** What to do **
Check each statement below against the text on artists and investors and answer yes or no, quoting the exact words from the text that decide it. 1. The most expensive chess set ever sold went for $1.3 million. 2. In Scenario 1, the artist works in part of a repurposed factory. 3. In Scenario 2, the client gets weekly updates by phone.
[Start of Selected extract]
What if investors began to look for artists who take themselves this seriously in the way one might look for an undiscovered diamond mine? I liken artists to diamond mines very deliberately, since the mass perception of diamonds as rare and valuable was largely created by clever marketing. With a shift in how they are viewed and presented, artists and the art market in general could become as rational a luxury business enterprise as bespoke tailoring or custom yachts. And a savvy investor with the right network of influence can make the right artist’s work more valuable than diamonds.
For instance, what if there were an artist who had the ambition and a plan for shattering by orders of magnitude the record for the most expensive chess set ever sold? For a savvy investor, what might it be worth to finance such a project in exchange for a large equity share? How might such an investment be leveraged to cast a favorable light on the investor’s own business, not to mention personal social prestige? And what might the financial returns be like when the right investor can essentially create the market value of the artist’s work?
Incidentally, the record for the most expensive chess set ever sold is currently $1.3 million, (the Jewel Royale Chess Set by Boodles, and Jewel Royale).
As a final creative exercise, imagine the following scenarios. You are a prospective client for an artist or a potential investor, or both. You have found an artist whose work you love and you are going to meet with them to discuss a commission.
Scenario 1 – They invite you to meet them where they work, which happens to be a garage in their parents’ home. When they greet you, they are cordial and well-spoken; but they are dressed in their work clothes, which are stained with the evidence of their creative process. After touring their studio, which is a corner of the garage that they share with their parents’ things, you sit with them in the living room to discuss your commission.
Scenario 2 – You meet them at their studio, which is a portion of a repurposed factory in an industrial part of town. They greet you cordially and are well-spoken, in spite of looking like the kind of eccentric ragamuffin most artists are assumed to be. Their clothes are an eclectic combination of trendy fashions and thrift-store finds. You sit with them on furniture that was either found at a thrift-store or salvaged from a curb while you discuss your commission. After everything has been agreed, as the work progresses, you get sporadic updates by email.
[End of Selected extract]
[Start of Data entries]
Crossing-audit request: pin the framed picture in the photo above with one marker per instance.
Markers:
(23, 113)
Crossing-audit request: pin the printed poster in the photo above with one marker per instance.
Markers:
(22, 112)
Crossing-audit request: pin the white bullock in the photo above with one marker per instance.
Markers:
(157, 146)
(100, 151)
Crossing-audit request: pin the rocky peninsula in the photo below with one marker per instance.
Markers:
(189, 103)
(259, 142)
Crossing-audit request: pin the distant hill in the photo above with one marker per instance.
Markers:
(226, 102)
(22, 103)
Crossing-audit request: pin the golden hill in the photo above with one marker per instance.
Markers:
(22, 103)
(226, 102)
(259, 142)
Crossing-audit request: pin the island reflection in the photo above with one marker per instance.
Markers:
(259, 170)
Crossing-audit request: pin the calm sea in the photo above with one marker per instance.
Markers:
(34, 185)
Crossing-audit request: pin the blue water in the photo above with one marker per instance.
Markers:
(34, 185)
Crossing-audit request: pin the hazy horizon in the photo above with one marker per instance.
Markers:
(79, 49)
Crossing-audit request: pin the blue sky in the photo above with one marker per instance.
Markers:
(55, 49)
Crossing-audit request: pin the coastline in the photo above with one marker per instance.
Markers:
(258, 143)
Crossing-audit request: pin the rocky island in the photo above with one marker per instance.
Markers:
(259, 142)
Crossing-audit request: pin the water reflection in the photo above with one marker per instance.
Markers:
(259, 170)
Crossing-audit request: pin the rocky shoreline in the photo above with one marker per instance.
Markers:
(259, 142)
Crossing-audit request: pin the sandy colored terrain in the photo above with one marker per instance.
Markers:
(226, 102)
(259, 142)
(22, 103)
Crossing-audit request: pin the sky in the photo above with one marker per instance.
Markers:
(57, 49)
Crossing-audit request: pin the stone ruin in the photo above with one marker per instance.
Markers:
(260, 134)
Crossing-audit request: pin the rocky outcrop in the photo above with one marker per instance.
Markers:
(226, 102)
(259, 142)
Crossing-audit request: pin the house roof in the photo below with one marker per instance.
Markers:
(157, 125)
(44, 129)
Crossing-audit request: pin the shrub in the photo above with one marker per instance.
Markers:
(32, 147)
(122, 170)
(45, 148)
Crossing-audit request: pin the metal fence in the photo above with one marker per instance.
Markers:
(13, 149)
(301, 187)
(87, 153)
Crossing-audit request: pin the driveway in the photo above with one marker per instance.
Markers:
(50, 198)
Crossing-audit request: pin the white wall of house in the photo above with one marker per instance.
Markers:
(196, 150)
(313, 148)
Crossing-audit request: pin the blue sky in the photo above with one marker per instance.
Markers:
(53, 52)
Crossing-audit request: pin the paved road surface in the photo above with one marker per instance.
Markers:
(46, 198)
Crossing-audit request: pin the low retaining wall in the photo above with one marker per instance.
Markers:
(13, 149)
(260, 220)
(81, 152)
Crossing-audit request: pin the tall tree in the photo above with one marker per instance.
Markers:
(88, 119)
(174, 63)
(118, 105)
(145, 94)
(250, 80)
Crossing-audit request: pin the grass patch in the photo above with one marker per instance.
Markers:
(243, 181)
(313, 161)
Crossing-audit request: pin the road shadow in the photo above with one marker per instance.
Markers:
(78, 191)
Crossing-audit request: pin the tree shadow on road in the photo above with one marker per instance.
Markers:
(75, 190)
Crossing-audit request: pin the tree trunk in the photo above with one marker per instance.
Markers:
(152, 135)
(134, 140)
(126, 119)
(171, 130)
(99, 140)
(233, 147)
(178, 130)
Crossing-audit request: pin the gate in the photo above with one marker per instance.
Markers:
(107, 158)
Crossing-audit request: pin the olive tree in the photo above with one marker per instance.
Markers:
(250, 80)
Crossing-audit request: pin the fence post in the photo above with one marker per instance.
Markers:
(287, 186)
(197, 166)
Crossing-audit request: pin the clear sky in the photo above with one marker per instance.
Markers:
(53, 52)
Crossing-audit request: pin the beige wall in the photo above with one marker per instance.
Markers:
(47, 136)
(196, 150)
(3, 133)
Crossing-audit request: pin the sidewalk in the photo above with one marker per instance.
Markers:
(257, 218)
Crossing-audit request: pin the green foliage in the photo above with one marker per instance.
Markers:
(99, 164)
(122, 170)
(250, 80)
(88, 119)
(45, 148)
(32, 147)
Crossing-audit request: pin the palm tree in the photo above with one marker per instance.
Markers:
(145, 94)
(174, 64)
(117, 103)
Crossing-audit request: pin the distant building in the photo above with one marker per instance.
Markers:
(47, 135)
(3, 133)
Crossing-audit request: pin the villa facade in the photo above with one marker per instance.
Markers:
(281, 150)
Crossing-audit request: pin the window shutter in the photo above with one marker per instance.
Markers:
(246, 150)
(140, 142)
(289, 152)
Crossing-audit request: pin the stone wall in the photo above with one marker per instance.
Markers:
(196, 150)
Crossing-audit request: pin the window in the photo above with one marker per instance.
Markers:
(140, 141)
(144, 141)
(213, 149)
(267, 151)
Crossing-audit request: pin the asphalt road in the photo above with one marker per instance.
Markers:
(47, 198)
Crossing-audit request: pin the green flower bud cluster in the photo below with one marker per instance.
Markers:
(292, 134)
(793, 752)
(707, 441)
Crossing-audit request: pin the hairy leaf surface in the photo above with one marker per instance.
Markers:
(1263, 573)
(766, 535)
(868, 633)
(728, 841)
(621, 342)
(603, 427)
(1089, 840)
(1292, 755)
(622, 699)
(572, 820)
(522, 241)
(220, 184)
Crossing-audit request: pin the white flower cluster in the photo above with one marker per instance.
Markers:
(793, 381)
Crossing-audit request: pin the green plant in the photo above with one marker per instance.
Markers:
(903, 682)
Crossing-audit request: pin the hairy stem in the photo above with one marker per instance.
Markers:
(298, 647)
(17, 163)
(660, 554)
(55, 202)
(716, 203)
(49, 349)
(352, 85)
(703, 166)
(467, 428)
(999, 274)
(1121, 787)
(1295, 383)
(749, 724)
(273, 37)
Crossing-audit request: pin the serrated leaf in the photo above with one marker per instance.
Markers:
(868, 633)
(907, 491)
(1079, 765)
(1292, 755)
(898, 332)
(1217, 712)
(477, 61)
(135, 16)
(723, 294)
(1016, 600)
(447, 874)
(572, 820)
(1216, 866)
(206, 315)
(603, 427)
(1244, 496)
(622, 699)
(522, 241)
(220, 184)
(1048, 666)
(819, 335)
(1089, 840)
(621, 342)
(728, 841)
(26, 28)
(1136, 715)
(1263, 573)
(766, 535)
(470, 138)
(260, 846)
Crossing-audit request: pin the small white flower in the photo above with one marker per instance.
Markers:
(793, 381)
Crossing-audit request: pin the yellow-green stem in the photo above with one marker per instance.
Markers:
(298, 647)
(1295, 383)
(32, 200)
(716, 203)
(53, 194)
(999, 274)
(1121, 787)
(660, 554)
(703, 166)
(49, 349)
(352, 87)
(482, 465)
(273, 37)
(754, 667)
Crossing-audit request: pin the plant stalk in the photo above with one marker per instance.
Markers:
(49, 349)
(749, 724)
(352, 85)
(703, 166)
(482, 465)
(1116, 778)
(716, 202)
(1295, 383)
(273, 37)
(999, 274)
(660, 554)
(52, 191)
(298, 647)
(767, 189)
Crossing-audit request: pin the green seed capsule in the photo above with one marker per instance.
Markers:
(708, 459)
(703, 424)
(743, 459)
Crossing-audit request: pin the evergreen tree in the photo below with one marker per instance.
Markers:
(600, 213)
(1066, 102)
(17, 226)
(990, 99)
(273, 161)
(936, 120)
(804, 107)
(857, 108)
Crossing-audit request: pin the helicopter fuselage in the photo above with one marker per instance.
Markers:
[End of Data entries]
** Complete answer **
1. Yes: "the record for the most expensive chess set ever sold is currently $1.3 million"
2. No: "their studio, which is a corner of the garage that they share with their parents’ things"
3. No: "you get sporadic updates by email."